[Material provided]

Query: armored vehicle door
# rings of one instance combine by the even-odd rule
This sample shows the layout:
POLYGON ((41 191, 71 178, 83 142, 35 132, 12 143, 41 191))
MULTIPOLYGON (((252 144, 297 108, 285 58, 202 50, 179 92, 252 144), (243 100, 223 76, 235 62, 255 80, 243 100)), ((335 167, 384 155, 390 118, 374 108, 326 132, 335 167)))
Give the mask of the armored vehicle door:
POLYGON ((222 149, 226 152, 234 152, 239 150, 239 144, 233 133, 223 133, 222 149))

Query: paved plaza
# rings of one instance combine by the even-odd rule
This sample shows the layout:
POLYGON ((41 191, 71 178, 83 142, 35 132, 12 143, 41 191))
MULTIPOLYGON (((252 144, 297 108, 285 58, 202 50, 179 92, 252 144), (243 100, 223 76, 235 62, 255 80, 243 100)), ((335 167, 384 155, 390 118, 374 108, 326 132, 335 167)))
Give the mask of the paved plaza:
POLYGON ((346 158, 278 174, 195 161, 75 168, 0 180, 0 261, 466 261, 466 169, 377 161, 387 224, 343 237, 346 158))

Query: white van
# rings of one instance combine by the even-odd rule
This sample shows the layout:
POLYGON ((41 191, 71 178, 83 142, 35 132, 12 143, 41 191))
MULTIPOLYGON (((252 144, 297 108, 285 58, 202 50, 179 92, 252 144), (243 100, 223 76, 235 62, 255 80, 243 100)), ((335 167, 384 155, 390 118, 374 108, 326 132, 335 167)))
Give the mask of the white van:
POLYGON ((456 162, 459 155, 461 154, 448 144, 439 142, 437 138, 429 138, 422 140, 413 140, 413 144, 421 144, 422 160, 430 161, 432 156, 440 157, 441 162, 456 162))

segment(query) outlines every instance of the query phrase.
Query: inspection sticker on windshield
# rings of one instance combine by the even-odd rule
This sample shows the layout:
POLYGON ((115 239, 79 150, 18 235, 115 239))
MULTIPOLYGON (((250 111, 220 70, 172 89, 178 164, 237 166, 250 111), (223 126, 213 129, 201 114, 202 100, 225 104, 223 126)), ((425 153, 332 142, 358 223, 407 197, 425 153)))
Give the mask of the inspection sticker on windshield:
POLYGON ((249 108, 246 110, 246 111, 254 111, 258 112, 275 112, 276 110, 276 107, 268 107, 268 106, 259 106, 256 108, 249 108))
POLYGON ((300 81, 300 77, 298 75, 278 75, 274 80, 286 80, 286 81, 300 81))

[Problem statement]
Please write out all of the records above again, switching "Give the mask of" to "Return the outline of" everywhere it occurs and leaving everything else unchanged.

[Exercise answer]
Query: armored vehicle door
# rings of one instance combine by the even-odd rule
This sample shows the layout:
POLYGON ((41 191, 71 178, 83 142, 35 132, 12 143, 41 191))
MULTIPOLYGON (((252 144, 297 108, 285 58, 202 50, 179 92, 252 144), (243 100, 223 76, 235 62, 255 80, 243 100)), ((335 167, 384 155, 390 118, 374 108, 326 132, 335 167)))
Return the outline of the armored vehicle door:
POLYGON ((222 149, 226 152, 234 152, 239 150, 239 144, 233 133, 223 133, 222 149))

Query: paved plaza
# rings of one instance combine by the even-odd rule
This sample shows the layout:
POLYGON ((41 191, 71 178, 83 142, 35 132, 12 143, 41 191))
MULTIPOLYGON (((252 144, 297 108, 285 58, 202 50, 179 92, 252 144), (243 100, 223 76, 235 62, 255 80, 243 100)), ((335 167, 384 155, 390 118, 374 108, 326 132, 335 167)))
Return the outline of the paved plaza:
POLYGON ((346 158, 278 174, 195 161, 75 168, 0 180, 0 261, 466 261, 466 169, 377 161, 387 224, 343 237, 346 158))

Query: white van
# rings of one instance combine by the even-odd rule
This sample shows the layout:
POLYGON ((41 191, 71 178, 83 142, 35 132, 12 143, 41 191))
MULTIPOLYGON (((252 144, 297 108, 285 58, 202 50, 179 92, 252 144), (243 100, 223 76, 235 62, 255 80, 243 100)), ((335 167, 384 155, 390 118, 374 108, 326 132, 335 167)))
Return the outline of the white van:
POLYGON ((456 162, 459 155, 461 154, 448 144, 439 142, 437 138, 429 138, 422 140, 413 140, 413 144, 421 144, 422 160, 430 161, 432 156, 440 157, 441 162, 456 162))

segment(query) outlines every instance of the query phrase.
Query: inspection sticker on windshield
# rings of one instance combine by the even-odd rule
This sample shows the layout:
POLYGON ((115 239, 79 150, 18 235, 115 239))
MULTIPOLYGON (((250 111, 220 70, 172 89, 178 164, 237 166, 250 111), (223 126, 213 129, 201 114, 202 100, 225 104, 223 126)), ((425 153, 332 142, 358 223, 407 197, 425 153)))
Return the outline of the inspection sticker on windshield:
POLYGON ((249 108, 246 110, 246 111, 254 111, 258 112, 275 112, 276 110, 276 107, 268 107, 268 106, 259 106, 256 108, 249 108))
POLYGON ((300 81, 300 77, 298 75, 278 75, 274 80, 286 80, 286 81, 300 81))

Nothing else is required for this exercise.